Coordinate annotation records>
━━━━━━━━━━━━━━━━

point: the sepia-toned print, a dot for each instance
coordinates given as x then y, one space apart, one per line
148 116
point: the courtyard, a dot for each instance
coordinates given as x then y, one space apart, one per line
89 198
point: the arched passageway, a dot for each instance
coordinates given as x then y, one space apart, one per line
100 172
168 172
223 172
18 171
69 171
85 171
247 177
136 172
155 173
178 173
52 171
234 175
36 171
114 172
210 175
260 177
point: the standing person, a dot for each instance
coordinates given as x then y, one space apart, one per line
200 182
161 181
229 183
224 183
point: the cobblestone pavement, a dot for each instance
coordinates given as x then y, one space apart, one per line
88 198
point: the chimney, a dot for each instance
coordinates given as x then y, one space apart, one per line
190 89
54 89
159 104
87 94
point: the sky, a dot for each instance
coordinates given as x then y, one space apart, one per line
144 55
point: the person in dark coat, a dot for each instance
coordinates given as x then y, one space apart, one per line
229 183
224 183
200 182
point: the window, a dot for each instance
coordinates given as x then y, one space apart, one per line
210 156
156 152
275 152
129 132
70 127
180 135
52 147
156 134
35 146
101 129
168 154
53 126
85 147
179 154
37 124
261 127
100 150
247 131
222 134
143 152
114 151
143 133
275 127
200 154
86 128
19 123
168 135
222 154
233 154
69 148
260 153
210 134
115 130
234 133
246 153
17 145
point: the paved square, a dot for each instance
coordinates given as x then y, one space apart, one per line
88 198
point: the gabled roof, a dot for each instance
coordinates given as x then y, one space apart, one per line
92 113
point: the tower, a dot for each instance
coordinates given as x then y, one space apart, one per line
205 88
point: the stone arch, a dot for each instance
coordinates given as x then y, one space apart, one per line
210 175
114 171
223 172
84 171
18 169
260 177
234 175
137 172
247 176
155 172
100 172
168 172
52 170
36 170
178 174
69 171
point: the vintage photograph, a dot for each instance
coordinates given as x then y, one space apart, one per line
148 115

━━━━━━━━━━━━━━━━

Please write out every row above again, line for line, without changing a single character.

point: the sepia-toned print, a dot for each instance
coordinates given as x then y, one space apart, one per line
148 116
point: the courtyard, a dot for each instance
coordinates given as x then y, one space apart, one per line
89 198
point: the arched passageway, a dot for each instance
coordinates given as x then y, one space apart, one per line
100 172
168 172
223 172
18 171
69 171
85 171
247 177
136 172
155 173
178 173
52 171
234 175
36 171
114 172
210 175
260 177
point: the standing person, a dot for each instance
coordinates given as x then y, one space apart, one per line
200 182
161 181
229 183
224 183
point: the cobblestone pavement, a dot for each instance
coordinates given as x then y, one space apart, one per line
88 198
point: the chimney, a dot for each instance
coordinates given as x then y, one space apart, one per line
190 89
54 89
159 104
87 94
point: the sky, a dot for each instance
coordinates given as x then y, one space apart, one per line
144 55
point: the person in dark coat, a dot for each instance
coordinates given as x then y, one space apart, one per line
229 183
224 183
200 182
point: the window, a dot for each instance
coordinates given as x then y, one space apart, one per line
210 156
156 152
275 152
129 132
70 127
180 135
52 147
156 134
35 146
101 129
168 154
53 126
85 147
179 154
37 124
261 127
100 150
247 131
222 134
143 152
114 151
143 133
275 127
200 154
86 128
19 123
168 135
222 154
233 154
69 148
260 153
210 134
115 130
234 133
246 153
17 145
point: the paved square, a dot for each instance
coordinates given as x then y, one space apart, one per line
88 198
point: the gabled roof, a dot for each instance
coordinates given as x then y, one space apart, one per line
92 113
point: the tower, a dot for each instance
coordinates given as x then y, one space apart, one per line
205 88
point: the stone arch, a dot for each instance
coordinates given as x then y, one space apart, one per line
210 175
114 171
223 172
84 171
18 169
260 177
234 175
137 172
247 176
155 172
100 172
168 172
52 170
36 170
178 174
69 171
point: the vintage photograph, a dot for each instance
coordinates given as x then y, one space apart, one per line
148 115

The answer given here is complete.